### EXERCÍCIO CURTO 1
No trecho sobre as demissões no governo de May, traduza para o inglês a frase "Ao todo, sete governantes apresentaram a demissão ao longo do dia."
### EXERCÍCIO CURTO 2
Reproduza o passo do trecho sobre as demissões no governo de May que vai de "No Parlamento, acumulavam-se" a "aprova o acordo.".
### EXERCÍCIO CURTO 3
Indique todos os governantes demissionários que o trecho sobre as demissões no governo de May identifica pelo nome, cada um com o respectivo cargo.

### TRECHO DO TEXTO
—————

Da demissão de Raab à rebelião de Rees-Mogg. Um dia de embates que não deitaram abaixo May
À medida que o dia ia decorrendo, aumentava o espanto dos que assistiam à performance de May. Os obstáculos políticos iam-se acumulando e não faltou quem previsse diferentes guinadas: que a Primeira-ministra iria reagir pedindo lealdade através duma moção de confiança; que recuaria no acordo e voltaria às negociações; que se demitiria, incapaz de continuar sem capital político.
Em vez disso, May manteve o rumo. Foi assim quando a manhã começou com a notícia retumbante de que o próprio ministro para o Brexit, Dominic Raab, apresentava a sua demissão. O rosto principal das negociações deixava, assim, claro que foi May quem assumiu as rédeas do acordo e sacudiu responsabilidades por um compromisso que, considera, deixaria o Reino Unido “preso num regime, sem poder dizer uma palavra sobre as leis em questão”.
May seguiu para a Câmara dos Comuns sem ministro para o Brexit e, pelo caminho, perdeu também a ministra do Trabalho, Esther McVey. Antes deles, já o secretário de Estado para a Irlanda do Norte, Shailesh Vara, tinha dado o tiro de partida. E depois deles, ao longo da manhã, seguir-se-iam outros quatro membros júniores do Governo. Ao todo, sete governantes apresentaram a demissão ao longo do dia.
No Parlamento, acumulavam-se os golpes. O Partido Trabalhista recusou dar-lhe a mão, com Jeremy Corbyn a pedir que recue “neste acordo mal amanhado que não tem o apoio do Governo, desta Câmara, nem do país no seu todo”. Os unionistas do DUP, aliados da Primeira-ministra, deixaram no ar a possibilidade de contribuir para derrubar o acordo, com Nigel Dodds a recusar fazer perguntas a May porque “a primeira-ministra claramente não ouve”. Fora do Parlamento, as sondagens iam dando conta de que a maioria dos britânicos não aprova o acordo.

—————

### LINHAS DE DADOS
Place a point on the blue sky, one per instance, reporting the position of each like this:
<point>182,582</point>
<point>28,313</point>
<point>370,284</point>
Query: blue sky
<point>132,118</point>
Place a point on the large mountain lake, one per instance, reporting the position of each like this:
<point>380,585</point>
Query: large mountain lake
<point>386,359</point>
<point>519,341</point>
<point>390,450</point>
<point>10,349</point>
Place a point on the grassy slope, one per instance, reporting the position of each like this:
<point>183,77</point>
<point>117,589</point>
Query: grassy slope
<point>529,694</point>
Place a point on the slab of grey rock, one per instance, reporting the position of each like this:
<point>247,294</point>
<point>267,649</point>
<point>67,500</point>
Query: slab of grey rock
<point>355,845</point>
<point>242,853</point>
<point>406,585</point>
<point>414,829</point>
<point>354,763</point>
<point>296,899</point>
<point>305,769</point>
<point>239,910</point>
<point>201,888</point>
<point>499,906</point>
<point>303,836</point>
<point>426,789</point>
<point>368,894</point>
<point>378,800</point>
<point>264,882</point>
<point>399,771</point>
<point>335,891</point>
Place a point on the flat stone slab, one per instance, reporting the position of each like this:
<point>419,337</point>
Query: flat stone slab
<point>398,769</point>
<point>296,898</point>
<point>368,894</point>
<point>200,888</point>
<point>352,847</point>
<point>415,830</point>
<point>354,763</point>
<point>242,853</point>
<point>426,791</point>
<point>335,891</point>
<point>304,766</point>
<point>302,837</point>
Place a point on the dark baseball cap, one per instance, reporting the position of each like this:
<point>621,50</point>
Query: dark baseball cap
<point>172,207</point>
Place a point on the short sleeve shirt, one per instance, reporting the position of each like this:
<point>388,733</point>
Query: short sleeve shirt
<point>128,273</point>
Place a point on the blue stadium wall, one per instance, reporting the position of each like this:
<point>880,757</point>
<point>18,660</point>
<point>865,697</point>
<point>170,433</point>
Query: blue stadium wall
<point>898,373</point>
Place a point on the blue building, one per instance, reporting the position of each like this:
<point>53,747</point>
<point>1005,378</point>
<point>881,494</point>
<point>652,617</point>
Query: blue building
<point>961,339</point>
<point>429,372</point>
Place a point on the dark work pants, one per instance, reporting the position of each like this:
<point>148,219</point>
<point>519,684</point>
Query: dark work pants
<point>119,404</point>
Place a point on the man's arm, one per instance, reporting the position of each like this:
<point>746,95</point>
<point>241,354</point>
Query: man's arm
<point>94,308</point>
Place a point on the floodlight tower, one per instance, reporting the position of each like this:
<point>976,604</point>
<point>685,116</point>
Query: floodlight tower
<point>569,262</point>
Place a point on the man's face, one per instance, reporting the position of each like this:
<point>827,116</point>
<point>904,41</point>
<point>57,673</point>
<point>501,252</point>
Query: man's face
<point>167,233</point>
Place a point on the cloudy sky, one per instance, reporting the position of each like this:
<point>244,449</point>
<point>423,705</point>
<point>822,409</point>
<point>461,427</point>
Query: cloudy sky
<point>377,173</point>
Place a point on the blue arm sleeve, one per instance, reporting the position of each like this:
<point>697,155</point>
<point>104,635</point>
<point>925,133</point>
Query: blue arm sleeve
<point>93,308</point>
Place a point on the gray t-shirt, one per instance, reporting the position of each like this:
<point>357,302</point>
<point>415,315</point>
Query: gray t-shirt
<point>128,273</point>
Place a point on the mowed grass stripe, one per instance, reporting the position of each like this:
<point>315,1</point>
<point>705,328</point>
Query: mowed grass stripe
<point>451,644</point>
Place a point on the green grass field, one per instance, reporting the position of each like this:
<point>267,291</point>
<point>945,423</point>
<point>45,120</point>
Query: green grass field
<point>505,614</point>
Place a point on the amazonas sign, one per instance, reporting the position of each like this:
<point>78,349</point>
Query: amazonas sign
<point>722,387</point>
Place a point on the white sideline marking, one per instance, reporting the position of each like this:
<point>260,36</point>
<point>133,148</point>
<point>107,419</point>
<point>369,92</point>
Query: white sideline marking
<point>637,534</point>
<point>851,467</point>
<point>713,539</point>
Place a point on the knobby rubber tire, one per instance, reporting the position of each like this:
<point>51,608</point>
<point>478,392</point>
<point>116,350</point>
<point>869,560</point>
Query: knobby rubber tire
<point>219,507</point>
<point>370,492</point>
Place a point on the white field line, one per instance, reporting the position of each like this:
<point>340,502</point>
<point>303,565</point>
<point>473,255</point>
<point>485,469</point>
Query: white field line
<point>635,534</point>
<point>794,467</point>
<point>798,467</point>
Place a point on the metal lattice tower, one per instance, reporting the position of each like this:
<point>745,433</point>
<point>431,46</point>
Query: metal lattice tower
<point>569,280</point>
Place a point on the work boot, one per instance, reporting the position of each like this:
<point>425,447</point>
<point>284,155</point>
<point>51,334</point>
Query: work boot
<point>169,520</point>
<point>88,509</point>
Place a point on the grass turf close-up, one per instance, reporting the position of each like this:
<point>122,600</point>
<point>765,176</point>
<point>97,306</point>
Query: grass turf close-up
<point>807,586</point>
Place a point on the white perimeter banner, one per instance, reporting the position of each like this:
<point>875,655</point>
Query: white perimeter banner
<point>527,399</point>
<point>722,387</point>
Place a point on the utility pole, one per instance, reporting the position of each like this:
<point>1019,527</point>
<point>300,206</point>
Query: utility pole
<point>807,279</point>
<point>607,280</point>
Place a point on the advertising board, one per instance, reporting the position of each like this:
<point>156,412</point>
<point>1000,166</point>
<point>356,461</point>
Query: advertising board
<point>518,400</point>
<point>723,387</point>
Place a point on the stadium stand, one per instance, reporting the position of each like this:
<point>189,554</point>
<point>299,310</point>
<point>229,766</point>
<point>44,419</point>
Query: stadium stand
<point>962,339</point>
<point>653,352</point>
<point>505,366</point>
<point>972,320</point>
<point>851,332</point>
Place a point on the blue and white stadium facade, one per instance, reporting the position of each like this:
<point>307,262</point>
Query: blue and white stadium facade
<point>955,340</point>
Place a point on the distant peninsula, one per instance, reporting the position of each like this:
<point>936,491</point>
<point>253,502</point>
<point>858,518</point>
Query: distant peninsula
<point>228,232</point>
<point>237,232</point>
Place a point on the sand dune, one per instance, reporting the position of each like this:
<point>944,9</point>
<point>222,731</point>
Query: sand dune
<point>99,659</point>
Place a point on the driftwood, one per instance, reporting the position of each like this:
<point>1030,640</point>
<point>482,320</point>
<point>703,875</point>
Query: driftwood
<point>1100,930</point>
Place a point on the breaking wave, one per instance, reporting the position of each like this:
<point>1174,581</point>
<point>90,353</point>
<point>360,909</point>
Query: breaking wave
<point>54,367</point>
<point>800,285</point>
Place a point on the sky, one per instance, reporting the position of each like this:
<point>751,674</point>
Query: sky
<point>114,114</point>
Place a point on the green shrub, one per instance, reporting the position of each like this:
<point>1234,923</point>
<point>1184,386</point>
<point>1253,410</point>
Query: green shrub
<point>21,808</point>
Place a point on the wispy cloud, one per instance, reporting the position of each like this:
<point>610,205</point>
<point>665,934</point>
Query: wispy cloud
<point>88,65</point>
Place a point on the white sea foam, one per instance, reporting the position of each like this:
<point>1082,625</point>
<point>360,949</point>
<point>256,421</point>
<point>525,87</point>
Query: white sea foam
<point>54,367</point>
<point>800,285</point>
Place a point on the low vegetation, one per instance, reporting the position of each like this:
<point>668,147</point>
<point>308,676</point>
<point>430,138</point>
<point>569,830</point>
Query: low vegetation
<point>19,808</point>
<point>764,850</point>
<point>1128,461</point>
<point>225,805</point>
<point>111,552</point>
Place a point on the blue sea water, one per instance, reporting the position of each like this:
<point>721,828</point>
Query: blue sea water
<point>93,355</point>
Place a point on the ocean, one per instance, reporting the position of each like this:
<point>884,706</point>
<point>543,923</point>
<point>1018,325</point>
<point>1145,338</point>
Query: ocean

—————

### RESPOSTA CERTA 1
In all, seven government members resigned over the course of the day.

### RESPOSTA CERTA 2
No Parlamento, acumulavam-se os golpes. O Partido Trabalhista recusou dar-lhe a mão, com Jeremy Corbyn a pedir que recue “neste acordo mal amanhado que não tem o apoio do Governo, desta Câmara, nem do país no seu todo”. Os unionistas do DUP, aliados da Primeira-ministra, deixaram no ar a possibilidade de contribuir para derrubar o acordo, com Nigel Dodds a recusar fazer perguntas a May porque “a primeira-ministra claramente não ouve”. Fora do Parlamento, as sondagens iam dando conta de que a maioria dos britânicos não aprova o acordo.

### RESPOSTA CERTA 3
Dominic Raab, ministro para o Brexit
Esther McVey, ministra do Trabalho
Shailesh Vara, secretário de Estado para a Irlanda do Norte